(Stored data)
════

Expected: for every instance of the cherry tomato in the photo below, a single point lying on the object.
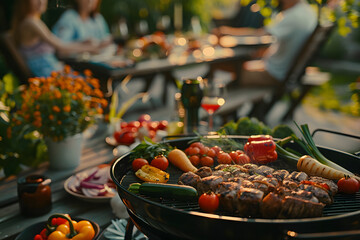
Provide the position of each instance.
(224, 158)
(204, 150)
(195, 160)
(135, 124)
(207, 161)
(348, 185)
(243, 159)
(217, 149)
(234, 156)
(163, 125)
(197, 144)
(209, 202)
(193, 150)
(211, 153)
(138, 163)
(125, 137)
(160, 162)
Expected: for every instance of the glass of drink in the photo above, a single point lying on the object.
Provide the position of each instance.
(213, 98)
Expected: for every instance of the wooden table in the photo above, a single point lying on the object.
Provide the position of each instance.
(95, 151)
(241, 50)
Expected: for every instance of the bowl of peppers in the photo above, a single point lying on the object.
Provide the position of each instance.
(61, 226)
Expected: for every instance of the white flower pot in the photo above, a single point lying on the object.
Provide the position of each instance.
(65, 154)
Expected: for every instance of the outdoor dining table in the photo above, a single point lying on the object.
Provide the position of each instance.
(95, 152)
(229, 50)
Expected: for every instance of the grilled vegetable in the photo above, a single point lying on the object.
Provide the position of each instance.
(149, 173)
(348, 185)
(209, 202)
(179, 159)
(174, 191)
(313, 167)
(261, 149)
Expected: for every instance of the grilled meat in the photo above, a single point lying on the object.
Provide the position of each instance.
(332, 185)
(248, 202)
(293, 207)
(264, 170)
(210, 183)
(204, 171)
(189, 178)
(271, 205)
(318, 192)
(227, 195)
(297, 176)
(280, 174)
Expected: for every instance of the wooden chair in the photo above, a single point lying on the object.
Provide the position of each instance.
(296, 76)
(13, 58)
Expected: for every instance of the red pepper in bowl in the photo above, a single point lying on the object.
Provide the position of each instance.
(261, 149)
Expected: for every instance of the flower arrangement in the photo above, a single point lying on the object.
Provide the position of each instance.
(61, 105)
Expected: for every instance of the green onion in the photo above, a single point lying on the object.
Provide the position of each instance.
(308, 144)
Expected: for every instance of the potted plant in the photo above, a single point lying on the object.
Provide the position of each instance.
(60, 108)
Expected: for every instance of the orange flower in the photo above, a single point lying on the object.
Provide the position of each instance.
(67, 69)
(87, 73)
(67, 108)
(57, 94)
(56, 109)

════

Problem requirements → Could you output every line of the items above as a Markdown table with the columns Row and Item line, numbering each row and skipping blank lines? Leave the pictures out.

Response to this exercise →
| Row | Item line |
|---|---|
| 1 | Expected: for every instance of the cherry tomato in the photo below, a single point lying on the object. |
| 2 | Provide the position of each instance. |
| 3 | (224, 158) |
| 4 | (204, 150) |
| 5 | (195, 160) |
| 6 | (135, 124) |
| 7 | (207, 161) |
| 8 | (348, 185) |
| 9 | (243, 159) |
| 10 | (217, 149) |
| 11 | (234, 156) |
| 12 | (163, 125) |
| 13 | (197, 144) |
| 14 | (209, 202) |
| 15 | (193, 150) |
| 16 | (211, 153) |
| 17 | (138, 163) |
| 18 | (125, 137) |
| 19 | (160, 162) |
| 20 | Expected: for every instance of the glass of drink in the photo above, a single point lying on the object. |
| 21 | Provide the position of each instance. |
| 22 | (213, 98) |
| 23 | Expected: for every instance of the wooden table in the photo above, a single point lying on the object. |
| 24 | Provide the position of each instance. |
| 25 | (95, 151) |
| 26 | (241, 50) |
| 27 | Expected: for every instance of the bowl of peppers in the photo above, a single point lying on the object. |
| 28 | Provide the position of each instance. |
| 29 | (61, 226) |
| 30 | Expected: for every instance of the white flower pot in the photo above, a single point lying on the object. |
| 31 | Provide the position of each instance. |
| 32 | (65, 154) |
| 33 | Expected: for every instance of the outdoor dining table in the photo above, a single point lying on the object. |
| 34 | Provide the position of each instance. |
| 35 | (95, 152) |
| 36 | (229, 50) |
| 37 | Expected: for every instance of the grilled vegetable in the photo above, a single point lying on the object. |
| 38 | Provide the position of each instance. |
| 39 | (149, 173) |
| 40 | (348, 185) |
| 41 | (209, 202) |
| 42 | (179, 159) |
| 43 | (174, 191) |
| 44 | (313, 167) |
| 45 | (261, 149) |
| 46 | Expected: for every instance of the grilled meat in the photo above, a single point lying on the object. |
| 47 | Provide the position of each instance. |
| 48 | (332, 185) |
| 49 | (248, 202) |
| 50 | (293, 207) |
| 51 | (264, 170) |
| 52 | (210, 183) |
| 53 | (204, 171) |
| 54 | (189, 178) |
| 55 | (271, 205) |
| 56 | (318, 192) |
| 57 | (227, 195) |
| 58 | (297, 176) |
| 59 | (280, 174) |
| 60 | Expected: for every instance of the wooden chair in the photo above, a single point lying on the object. |
| 61 | Provide the position of each instance. |
| 62 | (296, 76) |
| 63 | (13, 58) |
| 64 | Expected: for every instance of the red pepper in bowl in the photo above, a single point lying on the object. |
| 65 | Provide the position of each instance. |
| 66 | (261, 149) |
| 67 | Expected: for every instance of the flower arrangement in the photo above, a single point lying on the object. |
| 68 | Provide the position of each instance. |
| 69 | (61, 105) |
| 70 | Expected: for every instance of the green onion in the photo above, a single point lying on the object. |
| 71 | Provide the position of each instance. |
| 72 | (308, 144) |
| 73 | Expected: for every instance of the potted plant in the photo above, a single point lying on the object. |
| 74 | Provide the position of each instance. |
| 75 | (60, 108) |
| 76 | Expected: for every instance of the orange flower in the photo above, a single point lying on the object. |
| 77 | Provide the position of each instance. |
| 78 | (67, 69) |
| 79 | (87, 73) |
| 80 | (67, 108) |
| 81 | (57, 94) |
| 82 | (56, 109) |